RECORD SET Start Marker

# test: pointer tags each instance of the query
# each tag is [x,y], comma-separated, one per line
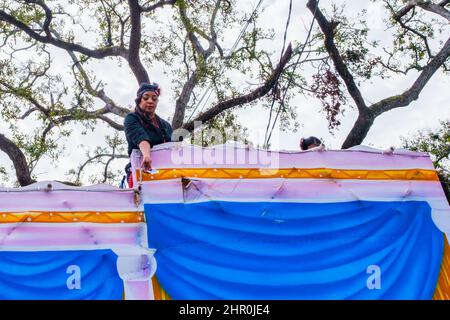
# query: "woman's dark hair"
[306,143]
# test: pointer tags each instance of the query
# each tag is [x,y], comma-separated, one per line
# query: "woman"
[144,128]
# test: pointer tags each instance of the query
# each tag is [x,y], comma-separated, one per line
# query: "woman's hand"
[146,163]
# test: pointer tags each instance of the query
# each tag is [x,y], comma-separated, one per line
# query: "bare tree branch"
[436,8]
[412,93]
[255,94]
[367,115]
[341,67]
[98,53]
[18,158]
[133,58]
[159,4]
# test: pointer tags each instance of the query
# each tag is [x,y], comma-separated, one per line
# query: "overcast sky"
[432,106]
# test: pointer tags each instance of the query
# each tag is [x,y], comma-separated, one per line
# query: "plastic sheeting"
[227,250]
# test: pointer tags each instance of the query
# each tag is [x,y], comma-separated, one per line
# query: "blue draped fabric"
[273,250]
[45,275]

RECORD SET End Marker

Word for word, repeat the data above with the pictures left out.

# test: pointer tags each instance of the query
# each tag is [x,y], comma-separated, one per line
# query: "woman's dark hair"
[306,143]
# test: pointer tags each instance of the query
# each tag is [x,y], comma-separated, one per line
# query: "woman"
[144,128]
# test: pointer tags each instance of the query
# each tag is [x,y], comma-separated, one per line
# query: "woman's hand"
[146,163]
# test: pointer tags each instance of the query
# each tag is [x,y], comma-separated, one per line
# query: "bare tree branch"
[436,8]
[412,93]
[255,94]
[367,115]
[341,67]
[98,53]
[18,158]
[133,58]
[159,4]
# test: pointer tags each instance of the query
# each tag is [x,y], comma-separated, one per line
# query: "overcast sky"
[432,106]
# test: pointer tags each instance of the query
# each tag is [x,y], comma-separated, one per line
# query: "plastic sheeting"
[227,250]
# test: pointer tags each instance of the query
# each tag is [x,y], comma-separated, one per line
# query: "blue draped fabric"
[273,250]
[45,275]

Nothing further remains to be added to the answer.